[Excerpted data — start]

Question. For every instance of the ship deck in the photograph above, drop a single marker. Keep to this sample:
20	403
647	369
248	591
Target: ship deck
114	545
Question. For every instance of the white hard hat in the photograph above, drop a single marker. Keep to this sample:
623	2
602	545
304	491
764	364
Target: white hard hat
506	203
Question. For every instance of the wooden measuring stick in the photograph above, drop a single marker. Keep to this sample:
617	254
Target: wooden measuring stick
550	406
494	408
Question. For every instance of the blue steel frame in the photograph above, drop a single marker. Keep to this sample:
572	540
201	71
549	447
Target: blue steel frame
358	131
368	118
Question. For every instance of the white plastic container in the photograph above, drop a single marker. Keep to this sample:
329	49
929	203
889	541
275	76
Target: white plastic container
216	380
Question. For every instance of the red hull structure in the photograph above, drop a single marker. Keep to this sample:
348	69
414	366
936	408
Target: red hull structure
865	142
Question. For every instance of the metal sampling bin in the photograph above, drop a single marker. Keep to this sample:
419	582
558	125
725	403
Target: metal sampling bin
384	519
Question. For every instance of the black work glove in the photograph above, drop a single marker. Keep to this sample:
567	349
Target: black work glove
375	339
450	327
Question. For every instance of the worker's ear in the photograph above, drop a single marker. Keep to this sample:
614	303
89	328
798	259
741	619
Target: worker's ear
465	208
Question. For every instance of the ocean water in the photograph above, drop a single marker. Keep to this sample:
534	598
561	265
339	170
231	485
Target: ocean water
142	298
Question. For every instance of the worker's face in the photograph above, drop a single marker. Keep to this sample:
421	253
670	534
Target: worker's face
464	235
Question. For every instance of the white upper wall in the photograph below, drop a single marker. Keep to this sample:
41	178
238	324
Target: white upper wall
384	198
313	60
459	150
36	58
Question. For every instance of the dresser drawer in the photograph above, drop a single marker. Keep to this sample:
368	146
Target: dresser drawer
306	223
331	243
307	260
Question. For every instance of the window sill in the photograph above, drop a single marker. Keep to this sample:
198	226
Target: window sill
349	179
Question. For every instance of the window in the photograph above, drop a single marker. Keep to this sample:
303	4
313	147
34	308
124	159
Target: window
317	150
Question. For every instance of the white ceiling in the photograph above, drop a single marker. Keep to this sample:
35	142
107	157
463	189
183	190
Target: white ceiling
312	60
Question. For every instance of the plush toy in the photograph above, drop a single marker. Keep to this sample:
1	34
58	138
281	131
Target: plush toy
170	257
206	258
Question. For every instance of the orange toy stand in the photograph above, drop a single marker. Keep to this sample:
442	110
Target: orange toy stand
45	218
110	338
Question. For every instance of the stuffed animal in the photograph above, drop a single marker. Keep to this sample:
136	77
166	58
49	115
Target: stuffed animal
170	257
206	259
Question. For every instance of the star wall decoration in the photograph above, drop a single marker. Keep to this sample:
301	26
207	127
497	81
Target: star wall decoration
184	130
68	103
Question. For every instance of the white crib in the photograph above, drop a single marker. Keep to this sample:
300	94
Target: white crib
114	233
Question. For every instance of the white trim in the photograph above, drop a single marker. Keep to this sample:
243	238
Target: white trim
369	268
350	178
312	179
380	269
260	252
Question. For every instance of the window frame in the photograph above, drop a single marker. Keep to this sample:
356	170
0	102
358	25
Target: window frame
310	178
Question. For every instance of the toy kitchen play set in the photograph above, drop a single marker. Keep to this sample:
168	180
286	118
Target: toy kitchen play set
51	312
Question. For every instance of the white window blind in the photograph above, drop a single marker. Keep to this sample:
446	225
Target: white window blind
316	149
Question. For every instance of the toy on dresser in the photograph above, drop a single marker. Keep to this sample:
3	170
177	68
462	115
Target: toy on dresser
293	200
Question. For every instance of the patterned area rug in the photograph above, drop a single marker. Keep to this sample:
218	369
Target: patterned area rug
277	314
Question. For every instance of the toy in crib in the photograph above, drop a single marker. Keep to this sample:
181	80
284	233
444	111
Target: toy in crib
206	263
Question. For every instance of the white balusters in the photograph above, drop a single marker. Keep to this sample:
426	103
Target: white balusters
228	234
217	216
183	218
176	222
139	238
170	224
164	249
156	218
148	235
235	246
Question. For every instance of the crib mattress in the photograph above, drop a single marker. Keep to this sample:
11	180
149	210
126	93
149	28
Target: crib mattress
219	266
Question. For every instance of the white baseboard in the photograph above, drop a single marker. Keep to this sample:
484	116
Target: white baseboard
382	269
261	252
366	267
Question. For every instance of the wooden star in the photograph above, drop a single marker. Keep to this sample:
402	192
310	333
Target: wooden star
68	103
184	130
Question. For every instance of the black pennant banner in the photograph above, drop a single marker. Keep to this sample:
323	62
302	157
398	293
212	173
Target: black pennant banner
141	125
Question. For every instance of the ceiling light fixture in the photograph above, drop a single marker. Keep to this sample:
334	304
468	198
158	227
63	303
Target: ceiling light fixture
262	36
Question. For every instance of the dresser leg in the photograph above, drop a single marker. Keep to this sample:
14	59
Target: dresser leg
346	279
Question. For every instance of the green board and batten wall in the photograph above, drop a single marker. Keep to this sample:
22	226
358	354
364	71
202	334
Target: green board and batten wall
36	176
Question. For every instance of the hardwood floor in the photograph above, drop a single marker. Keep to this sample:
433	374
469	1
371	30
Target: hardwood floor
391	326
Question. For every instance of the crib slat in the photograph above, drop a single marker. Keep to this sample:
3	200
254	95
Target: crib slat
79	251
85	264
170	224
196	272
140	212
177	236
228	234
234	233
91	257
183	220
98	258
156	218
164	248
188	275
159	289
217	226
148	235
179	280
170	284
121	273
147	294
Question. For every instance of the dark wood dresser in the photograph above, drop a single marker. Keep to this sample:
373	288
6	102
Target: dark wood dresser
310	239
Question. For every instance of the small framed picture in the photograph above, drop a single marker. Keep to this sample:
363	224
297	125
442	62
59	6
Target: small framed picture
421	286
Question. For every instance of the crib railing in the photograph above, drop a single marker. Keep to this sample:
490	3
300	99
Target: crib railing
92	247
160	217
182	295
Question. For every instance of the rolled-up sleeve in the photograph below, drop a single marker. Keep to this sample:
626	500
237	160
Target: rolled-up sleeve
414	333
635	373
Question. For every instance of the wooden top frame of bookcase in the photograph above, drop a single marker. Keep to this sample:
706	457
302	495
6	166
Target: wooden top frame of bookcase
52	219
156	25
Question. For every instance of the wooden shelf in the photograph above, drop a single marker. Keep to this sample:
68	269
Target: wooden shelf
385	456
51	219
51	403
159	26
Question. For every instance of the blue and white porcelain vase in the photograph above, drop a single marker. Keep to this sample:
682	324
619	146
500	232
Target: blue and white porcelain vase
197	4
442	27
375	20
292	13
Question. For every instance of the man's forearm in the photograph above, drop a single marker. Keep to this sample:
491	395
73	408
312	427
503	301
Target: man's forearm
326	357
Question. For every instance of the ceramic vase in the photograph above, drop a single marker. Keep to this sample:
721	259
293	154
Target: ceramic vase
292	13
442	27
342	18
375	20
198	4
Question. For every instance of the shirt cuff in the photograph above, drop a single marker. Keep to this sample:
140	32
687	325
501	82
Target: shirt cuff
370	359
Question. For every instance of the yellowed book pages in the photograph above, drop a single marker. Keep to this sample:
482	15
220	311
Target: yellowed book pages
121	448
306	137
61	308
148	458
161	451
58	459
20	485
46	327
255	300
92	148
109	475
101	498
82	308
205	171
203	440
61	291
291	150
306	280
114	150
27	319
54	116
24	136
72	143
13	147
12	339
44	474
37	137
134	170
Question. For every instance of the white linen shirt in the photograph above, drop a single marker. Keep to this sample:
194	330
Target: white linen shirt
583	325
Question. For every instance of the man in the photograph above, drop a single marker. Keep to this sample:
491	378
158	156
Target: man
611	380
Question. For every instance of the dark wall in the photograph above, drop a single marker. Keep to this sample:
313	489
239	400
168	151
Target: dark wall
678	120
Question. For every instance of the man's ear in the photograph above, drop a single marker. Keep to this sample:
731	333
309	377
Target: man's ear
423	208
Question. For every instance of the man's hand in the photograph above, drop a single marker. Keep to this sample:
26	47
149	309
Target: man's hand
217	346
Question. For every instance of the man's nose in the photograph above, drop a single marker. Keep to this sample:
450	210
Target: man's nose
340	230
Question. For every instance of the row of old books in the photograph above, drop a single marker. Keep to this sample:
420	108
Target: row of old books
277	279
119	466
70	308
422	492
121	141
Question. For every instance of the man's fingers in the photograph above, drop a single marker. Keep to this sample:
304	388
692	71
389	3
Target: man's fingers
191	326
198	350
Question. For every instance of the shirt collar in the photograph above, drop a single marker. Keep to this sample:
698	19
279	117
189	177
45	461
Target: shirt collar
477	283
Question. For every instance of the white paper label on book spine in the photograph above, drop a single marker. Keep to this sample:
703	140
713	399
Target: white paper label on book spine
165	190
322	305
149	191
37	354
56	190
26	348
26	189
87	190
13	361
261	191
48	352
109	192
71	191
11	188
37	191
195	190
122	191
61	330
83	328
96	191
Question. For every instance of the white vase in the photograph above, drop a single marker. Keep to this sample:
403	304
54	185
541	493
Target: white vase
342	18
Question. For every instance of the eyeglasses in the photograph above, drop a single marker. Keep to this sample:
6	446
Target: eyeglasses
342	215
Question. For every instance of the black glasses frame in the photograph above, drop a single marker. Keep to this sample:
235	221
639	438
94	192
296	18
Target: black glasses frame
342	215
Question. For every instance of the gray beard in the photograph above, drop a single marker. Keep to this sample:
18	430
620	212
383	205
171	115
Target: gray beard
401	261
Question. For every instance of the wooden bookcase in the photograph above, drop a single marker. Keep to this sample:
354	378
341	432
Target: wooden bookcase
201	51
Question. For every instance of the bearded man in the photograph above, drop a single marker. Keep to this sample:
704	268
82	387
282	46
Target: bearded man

[Excerpted data — finish]

## What you should do
Each line holding the word "below" must be copied from the data.

## Result
Question. For every instance of the white upper wall in the photograph below, drop a single marker. Keep to this sample:
Question. For every instance of the rolled-up sleeve in the photograph below, drop a single marker. Keep to this sample:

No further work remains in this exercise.